▶ Given problem
Rewrite the listing below with every "pixel coordinates" changed to "image coordinates", leaving everything else as it is.

::: Supplied data :::

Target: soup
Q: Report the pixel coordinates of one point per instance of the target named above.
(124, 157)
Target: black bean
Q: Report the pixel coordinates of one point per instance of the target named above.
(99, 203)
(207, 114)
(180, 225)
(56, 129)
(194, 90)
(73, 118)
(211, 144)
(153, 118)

:::

▶ Final answer
Target: soup
Q: Report the image coordinates of one point per instance of the target named above.
(124, 157)
Target: black bean
Q: Report the image coordinates of one point per instance of the target named above.
(99, 203)
(207, 114)
(180, 225)
(56, 129)
(194, 90)
(73, 118)
(211, 144)
(153, 118)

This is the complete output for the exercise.